Will you quote only the lines starting at the one that contains "For the evaluation set, spot each instance of the arch in" and ending with the last line of the listing below, inclusive?

— START OF SUPPLIED RECORDS —

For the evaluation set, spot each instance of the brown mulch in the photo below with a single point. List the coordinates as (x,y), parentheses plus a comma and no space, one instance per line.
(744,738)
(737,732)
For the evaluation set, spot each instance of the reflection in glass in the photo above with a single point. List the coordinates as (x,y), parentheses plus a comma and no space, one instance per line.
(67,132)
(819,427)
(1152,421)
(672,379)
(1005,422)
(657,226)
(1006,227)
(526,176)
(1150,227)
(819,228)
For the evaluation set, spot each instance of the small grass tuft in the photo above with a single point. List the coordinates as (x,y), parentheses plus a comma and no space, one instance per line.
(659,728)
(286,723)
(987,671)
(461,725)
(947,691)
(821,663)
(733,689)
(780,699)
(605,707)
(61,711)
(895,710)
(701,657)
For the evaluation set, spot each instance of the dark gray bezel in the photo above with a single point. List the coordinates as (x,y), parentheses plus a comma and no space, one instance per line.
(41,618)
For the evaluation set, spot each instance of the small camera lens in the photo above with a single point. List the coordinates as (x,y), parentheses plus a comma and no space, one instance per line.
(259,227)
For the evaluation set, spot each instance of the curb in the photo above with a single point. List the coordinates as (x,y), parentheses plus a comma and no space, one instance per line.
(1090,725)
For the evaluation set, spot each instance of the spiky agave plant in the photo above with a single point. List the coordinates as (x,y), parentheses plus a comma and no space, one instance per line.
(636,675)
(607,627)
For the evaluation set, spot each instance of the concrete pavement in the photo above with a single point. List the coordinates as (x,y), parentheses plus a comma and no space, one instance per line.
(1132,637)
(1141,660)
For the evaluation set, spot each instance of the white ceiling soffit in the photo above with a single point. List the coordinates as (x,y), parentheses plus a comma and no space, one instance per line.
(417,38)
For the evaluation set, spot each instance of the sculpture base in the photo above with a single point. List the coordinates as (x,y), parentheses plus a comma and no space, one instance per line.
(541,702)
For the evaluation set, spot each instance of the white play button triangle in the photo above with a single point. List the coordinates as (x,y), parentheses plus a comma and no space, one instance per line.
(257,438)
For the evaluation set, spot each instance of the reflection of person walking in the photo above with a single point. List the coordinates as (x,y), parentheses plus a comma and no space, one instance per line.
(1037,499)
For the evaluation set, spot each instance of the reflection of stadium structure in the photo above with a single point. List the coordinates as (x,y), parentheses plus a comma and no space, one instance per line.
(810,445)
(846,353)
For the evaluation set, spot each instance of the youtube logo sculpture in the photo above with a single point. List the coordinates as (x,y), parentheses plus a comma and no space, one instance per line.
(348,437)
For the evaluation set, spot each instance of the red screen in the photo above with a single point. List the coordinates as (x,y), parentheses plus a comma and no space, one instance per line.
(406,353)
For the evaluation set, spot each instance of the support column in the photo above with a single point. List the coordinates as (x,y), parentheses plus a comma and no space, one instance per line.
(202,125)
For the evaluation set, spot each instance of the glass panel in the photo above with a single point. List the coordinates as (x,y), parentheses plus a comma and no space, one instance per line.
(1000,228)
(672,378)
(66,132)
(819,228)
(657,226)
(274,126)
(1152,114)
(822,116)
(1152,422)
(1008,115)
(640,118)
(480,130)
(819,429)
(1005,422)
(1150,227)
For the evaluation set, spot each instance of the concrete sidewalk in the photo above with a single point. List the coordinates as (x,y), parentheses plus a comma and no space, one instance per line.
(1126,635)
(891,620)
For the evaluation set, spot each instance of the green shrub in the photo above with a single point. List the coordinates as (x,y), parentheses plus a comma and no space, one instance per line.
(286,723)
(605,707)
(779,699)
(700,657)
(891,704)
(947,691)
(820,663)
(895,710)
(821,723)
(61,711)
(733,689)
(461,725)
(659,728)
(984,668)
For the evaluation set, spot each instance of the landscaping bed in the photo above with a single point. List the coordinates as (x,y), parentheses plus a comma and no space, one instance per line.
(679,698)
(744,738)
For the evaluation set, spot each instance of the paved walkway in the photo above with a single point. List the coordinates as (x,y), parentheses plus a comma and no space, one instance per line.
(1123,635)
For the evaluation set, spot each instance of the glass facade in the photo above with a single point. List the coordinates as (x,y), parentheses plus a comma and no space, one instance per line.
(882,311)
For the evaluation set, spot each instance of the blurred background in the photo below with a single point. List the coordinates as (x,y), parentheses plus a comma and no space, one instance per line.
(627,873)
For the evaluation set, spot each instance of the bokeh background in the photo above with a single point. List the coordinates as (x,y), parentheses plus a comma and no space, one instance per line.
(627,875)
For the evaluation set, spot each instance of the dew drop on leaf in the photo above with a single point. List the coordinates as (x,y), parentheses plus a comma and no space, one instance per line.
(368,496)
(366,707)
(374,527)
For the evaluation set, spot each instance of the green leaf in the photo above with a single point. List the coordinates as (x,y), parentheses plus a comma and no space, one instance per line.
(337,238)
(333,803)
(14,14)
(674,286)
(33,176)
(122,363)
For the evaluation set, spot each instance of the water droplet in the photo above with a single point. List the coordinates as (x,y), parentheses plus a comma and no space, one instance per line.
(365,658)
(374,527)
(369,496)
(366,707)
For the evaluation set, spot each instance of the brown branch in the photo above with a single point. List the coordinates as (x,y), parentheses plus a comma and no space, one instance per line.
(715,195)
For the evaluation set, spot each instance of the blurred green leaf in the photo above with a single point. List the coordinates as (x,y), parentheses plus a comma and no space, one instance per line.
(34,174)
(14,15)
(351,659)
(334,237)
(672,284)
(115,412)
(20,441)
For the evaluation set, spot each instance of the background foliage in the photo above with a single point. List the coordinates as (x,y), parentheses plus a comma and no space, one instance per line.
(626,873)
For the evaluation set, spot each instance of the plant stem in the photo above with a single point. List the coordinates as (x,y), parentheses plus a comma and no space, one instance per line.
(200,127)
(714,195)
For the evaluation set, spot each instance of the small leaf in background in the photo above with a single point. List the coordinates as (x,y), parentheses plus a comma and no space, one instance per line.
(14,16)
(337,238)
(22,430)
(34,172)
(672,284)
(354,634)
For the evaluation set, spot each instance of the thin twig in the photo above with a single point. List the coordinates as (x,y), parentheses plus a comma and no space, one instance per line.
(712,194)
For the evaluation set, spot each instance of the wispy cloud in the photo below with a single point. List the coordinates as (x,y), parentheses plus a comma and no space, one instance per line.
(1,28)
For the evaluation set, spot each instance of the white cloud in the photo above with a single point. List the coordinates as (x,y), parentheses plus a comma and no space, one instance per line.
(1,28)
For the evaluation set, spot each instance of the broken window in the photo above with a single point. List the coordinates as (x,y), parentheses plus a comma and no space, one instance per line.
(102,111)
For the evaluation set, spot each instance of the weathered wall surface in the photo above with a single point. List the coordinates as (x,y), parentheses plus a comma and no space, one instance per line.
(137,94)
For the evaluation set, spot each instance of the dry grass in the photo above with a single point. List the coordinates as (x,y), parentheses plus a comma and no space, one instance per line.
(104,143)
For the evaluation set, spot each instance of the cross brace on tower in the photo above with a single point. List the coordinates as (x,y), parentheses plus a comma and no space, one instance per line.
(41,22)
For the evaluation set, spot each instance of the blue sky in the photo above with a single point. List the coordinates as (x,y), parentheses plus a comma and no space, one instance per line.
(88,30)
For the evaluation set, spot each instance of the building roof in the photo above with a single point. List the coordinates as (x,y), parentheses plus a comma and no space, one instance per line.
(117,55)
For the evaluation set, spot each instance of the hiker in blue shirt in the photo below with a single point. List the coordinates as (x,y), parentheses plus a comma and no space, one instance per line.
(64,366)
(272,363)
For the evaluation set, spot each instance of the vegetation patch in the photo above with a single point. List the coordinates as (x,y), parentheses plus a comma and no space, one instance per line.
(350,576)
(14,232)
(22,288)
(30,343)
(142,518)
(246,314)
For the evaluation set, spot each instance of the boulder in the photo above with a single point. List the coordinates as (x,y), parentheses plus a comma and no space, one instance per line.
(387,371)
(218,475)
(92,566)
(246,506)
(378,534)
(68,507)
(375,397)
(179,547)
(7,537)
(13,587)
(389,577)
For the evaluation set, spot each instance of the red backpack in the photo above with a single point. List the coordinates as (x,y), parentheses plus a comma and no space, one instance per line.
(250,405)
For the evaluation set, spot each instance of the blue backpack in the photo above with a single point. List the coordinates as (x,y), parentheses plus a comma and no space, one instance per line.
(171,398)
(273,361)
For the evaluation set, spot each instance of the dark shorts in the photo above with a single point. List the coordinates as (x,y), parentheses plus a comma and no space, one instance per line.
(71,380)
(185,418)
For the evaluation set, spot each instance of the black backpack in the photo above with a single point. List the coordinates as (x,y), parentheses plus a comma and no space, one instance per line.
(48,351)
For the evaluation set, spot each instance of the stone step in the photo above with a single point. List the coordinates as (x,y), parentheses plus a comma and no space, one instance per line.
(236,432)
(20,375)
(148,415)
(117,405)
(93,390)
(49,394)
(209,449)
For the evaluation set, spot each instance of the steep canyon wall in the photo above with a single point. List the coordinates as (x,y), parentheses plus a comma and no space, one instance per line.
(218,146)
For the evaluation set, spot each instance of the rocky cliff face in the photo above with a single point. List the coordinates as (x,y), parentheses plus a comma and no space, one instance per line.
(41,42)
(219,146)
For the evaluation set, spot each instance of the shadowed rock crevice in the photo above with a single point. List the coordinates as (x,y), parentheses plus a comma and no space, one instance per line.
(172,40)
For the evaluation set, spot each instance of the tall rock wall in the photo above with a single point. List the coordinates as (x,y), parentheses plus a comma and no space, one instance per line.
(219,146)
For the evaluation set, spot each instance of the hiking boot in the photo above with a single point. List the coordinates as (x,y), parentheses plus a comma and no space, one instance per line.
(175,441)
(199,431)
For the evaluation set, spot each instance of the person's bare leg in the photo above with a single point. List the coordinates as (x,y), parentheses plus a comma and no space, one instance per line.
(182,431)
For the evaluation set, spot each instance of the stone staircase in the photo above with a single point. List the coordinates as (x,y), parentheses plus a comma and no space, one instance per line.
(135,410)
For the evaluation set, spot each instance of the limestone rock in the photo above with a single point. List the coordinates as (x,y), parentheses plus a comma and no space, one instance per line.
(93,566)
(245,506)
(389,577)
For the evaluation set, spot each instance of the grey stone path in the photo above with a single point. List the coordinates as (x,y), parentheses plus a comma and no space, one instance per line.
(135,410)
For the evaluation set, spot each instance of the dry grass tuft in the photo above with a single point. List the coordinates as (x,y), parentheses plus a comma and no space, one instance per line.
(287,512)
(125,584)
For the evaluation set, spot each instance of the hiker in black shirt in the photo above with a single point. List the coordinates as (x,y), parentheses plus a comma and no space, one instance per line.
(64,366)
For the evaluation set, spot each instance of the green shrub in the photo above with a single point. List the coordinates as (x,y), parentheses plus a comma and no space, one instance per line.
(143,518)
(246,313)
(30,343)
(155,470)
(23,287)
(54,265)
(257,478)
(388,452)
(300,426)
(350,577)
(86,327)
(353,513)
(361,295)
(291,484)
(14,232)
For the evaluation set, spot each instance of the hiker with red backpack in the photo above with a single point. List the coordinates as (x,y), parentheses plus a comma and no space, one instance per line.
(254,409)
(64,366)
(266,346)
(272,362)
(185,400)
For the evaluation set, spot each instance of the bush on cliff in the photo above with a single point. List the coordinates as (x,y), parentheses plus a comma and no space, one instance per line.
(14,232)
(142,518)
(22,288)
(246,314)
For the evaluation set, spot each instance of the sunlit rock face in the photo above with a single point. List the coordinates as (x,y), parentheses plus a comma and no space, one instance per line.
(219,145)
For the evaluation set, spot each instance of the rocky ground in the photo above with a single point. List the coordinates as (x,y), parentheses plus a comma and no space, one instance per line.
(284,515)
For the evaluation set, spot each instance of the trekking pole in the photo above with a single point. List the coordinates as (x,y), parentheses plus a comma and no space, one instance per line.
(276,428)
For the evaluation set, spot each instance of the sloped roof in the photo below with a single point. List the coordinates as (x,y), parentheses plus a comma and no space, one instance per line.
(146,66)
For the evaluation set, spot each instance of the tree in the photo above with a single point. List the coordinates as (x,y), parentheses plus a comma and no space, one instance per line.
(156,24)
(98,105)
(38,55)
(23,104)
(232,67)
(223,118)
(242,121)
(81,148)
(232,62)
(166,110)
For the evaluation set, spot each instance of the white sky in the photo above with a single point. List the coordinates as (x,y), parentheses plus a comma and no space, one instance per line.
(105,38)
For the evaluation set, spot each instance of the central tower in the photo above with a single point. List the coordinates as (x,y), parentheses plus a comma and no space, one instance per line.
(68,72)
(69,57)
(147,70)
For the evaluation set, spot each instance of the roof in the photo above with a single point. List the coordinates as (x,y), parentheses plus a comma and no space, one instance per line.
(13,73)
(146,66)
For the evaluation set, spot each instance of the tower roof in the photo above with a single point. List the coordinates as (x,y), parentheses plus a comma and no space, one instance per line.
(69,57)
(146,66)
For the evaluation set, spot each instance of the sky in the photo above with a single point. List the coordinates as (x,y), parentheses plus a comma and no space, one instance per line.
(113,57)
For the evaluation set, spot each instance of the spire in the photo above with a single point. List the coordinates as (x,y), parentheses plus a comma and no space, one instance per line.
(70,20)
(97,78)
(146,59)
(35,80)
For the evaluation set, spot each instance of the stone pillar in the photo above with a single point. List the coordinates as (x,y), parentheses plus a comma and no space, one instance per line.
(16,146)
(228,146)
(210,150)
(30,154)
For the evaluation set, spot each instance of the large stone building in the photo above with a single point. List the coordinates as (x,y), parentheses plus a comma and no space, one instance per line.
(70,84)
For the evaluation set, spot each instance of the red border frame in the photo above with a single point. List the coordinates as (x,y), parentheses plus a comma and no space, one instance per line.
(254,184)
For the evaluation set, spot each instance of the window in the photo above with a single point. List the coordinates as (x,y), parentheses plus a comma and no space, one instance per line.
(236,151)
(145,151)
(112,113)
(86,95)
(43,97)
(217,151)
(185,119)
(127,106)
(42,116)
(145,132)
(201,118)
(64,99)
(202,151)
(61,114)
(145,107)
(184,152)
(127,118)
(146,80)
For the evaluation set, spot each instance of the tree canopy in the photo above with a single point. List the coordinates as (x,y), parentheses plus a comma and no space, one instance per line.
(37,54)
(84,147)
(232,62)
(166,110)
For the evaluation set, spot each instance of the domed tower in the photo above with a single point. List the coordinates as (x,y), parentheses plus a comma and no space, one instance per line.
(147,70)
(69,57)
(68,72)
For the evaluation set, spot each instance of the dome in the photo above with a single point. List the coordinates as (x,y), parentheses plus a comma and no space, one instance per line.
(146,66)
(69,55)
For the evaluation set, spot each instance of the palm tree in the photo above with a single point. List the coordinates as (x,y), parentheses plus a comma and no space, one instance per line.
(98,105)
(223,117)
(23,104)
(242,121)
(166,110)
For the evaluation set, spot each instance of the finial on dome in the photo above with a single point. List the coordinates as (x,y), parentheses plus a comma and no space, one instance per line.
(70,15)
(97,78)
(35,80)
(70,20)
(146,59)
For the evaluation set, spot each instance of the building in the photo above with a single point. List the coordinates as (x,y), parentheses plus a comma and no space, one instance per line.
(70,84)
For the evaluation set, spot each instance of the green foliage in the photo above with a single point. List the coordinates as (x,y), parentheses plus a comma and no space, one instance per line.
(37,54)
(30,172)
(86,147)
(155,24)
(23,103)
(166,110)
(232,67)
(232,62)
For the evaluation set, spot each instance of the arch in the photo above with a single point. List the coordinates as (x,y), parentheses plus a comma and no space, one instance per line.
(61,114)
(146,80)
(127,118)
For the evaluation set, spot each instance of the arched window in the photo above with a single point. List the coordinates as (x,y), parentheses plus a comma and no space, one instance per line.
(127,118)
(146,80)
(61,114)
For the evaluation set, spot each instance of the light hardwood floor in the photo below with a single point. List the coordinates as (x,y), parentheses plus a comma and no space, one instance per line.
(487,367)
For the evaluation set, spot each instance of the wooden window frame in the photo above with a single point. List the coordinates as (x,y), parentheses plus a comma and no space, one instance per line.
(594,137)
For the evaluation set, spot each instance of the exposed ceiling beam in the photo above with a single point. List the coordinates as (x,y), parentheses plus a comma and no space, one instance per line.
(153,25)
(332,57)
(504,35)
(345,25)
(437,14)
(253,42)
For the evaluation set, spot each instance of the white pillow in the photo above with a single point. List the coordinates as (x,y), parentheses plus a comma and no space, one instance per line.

— END OF SUPPLIED RECORDS —

* **WORKED ANSWER**
For the evaluation set, spot each instance of the arch in the photo above with a single point. List the coordinates as (x,y), parentheses plus a comma and no space, one instance per line.
(61,114)
(146,80)
(127,118)
For the evaluation set, spot each instance of the arched window in the photo above with a single point. List the coordinates as (x,y), parentheses plus a comma and no space, one instance per line.
(127,118)
(146,80)
(61,114)
For the evaluation set, spot each instance of the light hardwood floor in the photo below with a single point. List the coordinates as (x,y), parentheses plus a comma and no space, one instance per line.
(487,367)
For the evaluation set, spot each instance of the wooden window frame in the photo above with a single point. List the coordinates as (x,y), parentheses plus a comma and no space, one instance per line.
(594,137)
For the evaluation set, spot each instance of the exposed ceiling beam in the photo above with a single point. List the coordinates as (x,y), parentheses plus a comma and no space, one instance per line.
(153,25)
(332,57)
(504,35)
(345,25)
(437,14)
(253,42)
For the evaluation set, spot each instance of the white pillow in the photo above with a single point. List the coordinates as (x,y), parentheses plus a comma and no space, one instance per line.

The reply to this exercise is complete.